- **Brief**:
Identify every line in the records below that contains the word "hair", and copy each of those lines.

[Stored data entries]
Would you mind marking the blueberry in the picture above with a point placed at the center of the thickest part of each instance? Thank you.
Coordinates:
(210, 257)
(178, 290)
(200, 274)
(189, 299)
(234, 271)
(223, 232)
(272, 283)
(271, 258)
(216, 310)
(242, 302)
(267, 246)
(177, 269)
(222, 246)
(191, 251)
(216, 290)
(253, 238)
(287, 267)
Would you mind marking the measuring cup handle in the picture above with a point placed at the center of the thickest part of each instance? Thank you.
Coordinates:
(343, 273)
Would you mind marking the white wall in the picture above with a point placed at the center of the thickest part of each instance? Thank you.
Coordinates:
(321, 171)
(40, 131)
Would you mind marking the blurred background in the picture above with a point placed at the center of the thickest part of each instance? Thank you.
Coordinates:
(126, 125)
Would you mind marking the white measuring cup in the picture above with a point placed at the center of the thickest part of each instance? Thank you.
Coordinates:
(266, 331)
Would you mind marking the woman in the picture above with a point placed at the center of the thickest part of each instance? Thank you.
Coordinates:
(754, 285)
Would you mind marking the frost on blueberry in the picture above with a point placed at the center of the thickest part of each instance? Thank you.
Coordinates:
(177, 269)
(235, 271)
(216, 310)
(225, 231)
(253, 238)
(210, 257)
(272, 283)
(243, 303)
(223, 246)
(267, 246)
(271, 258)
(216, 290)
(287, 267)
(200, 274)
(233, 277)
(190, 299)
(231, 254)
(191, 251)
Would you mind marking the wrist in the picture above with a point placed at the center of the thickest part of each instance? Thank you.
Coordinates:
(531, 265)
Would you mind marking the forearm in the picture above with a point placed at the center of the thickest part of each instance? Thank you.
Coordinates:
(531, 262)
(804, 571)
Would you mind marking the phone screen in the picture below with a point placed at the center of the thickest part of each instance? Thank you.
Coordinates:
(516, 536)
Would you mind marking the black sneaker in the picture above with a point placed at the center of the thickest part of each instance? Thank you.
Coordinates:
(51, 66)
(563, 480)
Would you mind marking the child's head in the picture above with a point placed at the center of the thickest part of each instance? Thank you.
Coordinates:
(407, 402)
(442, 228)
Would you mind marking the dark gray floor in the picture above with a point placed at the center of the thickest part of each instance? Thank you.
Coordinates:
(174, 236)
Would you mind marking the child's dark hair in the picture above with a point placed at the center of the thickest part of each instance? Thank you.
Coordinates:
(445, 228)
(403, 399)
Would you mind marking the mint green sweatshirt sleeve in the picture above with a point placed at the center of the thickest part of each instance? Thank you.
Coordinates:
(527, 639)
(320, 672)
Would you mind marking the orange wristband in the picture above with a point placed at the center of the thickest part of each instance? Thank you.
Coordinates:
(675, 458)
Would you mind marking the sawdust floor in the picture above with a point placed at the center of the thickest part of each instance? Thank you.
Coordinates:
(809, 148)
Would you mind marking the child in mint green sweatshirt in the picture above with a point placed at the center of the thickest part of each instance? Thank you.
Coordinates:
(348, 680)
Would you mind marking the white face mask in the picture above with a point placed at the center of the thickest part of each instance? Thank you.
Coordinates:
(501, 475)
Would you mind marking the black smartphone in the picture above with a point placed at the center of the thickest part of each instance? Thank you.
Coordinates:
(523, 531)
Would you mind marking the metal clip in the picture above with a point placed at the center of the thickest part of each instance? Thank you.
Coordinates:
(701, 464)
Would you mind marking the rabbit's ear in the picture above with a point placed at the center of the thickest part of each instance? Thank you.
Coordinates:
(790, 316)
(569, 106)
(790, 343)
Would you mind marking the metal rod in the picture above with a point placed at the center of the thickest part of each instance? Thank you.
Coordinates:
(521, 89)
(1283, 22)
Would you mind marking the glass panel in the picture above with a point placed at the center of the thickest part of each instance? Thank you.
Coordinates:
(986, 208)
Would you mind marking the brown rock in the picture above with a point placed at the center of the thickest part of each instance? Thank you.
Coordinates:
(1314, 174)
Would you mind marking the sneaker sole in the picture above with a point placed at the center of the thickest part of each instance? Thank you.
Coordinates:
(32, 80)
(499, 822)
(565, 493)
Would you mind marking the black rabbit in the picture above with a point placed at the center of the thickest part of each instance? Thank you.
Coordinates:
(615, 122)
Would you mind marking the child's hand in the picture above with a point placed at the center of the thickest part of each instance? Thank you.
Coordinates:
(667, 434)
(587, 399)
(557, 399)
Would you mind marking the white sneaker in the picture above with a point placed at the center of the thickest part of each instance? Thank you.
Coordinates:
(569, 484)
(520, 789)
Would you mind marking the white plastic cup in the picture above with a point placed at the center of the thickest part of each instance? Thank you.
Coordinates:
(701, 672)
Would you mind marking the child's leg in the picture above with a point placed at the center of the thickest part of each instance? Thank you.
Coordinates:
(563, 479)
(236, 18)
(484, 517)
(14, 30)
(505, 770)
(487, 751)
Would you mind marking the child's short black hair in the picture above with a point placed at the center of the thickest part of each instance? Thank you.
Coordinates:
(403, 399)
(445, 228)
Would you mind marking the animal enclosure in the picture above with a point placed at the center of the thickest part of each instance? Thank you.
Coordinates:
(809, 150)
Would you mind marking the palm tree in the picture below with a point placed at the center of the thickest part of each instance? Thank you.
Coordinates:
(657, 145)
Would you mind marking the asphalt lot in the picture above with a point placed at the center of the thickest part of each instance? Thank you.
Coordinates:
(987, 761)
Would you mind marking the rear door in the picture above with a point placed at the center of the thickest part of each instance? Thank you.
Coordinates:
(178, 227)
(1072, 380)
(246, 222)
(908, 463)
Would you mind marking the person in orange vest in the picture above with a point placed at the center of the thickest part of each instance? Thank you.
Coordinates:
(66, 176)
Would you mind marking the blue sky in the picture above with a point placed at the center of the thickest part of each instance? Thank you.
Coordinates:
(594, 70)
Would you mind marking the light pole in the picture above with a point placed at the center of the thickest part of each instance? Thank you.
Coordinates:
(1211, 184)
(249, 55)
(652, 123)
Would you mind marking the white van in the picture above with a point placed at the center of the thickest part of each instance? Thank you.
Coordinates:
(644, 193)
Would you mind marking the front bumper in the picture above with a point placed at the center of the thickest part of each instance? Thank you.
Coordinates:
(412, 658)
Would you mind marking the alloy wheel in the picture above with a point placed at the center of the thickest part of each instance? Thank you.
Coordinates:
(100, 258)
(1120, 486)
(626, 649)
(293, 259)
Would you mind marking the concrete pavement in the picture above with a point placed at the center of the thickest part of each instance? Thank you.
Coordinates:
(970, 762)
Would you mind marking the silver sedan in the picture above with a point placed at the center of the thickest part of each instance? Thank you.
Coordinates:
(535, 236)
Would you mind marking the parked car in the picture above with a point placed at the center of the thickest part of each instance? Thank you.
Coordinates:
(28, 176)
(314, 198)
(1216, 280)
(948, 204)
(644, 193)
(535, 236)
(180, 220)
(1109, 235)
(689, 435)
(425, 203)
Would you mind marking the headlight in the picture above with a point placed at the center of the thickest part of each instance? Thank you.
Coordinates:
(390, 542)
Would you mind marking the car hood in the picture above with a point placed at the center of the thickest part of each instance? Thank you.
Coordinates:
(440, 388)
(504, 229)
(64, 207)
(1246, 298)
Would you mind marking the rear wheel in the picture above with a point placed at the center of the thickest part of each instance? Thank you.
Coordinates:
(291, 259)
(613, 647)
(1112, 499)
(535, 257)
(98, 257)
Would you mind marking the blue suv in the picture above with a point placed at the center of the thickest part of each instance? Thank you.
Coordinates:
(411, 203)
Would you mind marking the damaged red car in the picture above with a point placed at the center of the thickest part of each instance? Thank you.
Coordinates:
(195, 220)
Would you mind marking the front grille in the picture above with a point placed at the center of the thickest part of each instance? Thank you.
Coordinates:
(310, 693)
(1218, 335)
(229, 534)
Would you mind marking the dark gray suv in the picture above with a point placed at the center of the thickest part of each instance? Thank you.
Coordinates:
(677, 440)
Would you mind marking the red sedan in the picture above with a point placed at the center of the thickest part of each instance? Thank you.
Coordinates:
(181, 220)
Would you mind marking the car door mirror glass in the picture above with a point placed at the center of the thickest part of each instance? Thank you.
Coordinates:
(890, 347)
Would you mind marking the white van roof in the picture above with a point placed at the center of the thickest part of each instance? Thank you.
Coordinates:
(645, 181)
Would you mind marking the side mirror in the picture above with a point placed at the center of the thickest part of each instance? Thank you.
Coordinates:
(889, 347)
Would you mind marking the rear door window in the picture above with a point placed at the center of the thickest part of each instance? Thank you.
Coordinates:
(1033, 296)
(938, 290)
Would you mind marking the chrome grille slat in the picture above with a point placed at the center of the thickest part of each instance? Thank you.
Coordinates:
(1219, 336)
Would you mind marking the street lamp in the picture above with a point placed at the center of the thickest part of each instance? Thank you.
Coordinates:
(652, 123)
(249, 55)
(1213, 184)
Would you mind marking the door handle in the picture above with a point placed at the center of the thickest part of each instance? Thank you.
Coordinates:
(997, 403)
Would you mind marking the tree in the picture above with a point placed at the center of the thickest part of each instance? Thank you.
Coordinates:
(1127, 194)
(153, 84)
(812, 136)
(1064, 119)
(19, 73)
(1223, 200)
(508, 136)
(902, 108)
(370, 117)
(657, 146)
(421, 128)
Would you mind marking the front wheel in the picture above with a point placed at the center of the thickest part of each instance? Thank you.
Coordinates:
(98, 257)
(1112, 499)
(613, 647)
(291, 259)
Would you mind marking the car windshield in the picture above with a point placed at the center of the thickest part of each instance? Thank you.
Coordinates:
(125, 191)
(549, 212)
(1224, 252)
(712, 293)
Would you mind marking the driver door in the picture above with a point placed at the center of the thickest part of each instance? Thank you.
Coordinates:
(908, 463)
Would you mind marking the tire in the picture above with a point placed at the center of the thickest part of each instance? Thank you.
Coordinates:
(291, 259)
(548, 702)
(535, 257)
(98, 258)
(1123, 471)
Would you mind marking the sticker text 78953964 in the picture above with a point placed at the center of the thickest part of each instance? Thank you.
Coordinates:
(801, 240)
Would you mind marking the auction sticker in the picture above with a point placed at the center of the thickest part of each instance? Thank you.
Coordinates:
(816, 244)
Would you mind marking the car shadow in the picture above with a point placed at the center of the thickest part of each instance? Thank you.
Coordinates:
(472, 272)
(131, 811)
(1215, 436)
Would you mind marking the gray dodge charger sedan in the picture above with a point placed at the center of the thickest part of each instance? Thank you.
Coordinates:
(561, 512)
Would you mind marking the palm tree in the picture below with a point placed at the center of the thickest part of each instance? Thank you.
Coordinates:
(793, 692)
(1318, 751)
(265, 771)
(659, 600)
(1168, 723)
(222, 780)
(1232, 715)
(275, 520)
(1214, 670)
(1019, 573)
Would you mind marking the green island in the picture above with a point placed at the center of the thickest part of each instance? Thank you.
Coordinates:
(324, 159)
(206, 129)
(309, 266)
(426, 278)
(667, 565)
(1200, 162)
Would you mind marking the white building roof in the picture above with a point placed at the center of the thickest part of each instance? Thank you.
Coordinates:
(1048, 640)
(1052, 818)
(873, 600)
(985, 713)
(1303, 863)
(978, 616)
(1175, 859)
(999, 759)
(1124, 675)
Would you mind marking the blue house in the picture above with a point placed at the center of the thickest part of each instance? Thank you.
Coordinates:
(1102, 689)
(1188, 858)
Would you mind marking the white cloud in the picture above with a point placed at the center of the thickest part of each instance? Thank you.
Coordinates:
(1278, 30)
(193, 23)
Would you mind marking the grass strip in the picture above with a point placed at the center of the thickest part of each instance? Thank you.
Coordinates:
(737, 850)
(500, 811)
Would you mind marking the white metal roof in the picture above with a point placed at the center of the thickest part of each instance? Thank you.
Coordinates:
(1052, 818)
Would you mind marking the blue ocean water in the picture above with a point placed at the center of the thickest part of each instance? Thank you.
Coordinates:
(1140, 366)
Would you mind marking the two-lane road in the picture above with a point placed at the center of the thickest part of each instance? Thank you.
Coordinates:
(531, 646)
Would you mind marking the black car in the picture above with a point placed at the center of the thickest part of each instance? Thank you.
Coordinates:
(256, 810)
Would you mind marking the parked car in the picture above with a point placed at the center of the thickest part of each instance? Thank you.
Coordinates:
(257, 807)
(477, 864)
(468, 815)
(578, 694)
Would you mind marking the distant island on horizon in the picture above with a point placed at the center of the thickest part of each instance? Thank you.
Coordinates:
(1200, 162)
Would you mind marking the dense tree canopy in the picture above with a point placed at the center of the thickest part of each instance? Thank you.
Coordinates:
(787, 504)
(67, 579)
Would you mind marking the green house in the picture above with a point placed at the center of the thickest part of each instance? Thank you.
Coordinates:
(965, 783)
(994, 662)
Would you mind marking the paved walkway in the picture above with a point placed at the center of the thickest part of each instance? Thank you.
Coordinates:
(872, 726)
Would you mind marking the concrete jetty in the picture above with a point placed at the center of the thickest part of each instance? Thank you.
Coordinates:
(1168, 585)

- **Completed task**:
Would you mind marking the child's dark hair in the picture above with a point placed at the center of the thickest part of each instance? Thank you.
Would you mind marking the child's short black hair in the picture above with a point placed at the center of the thickest part of each instance? Thank you.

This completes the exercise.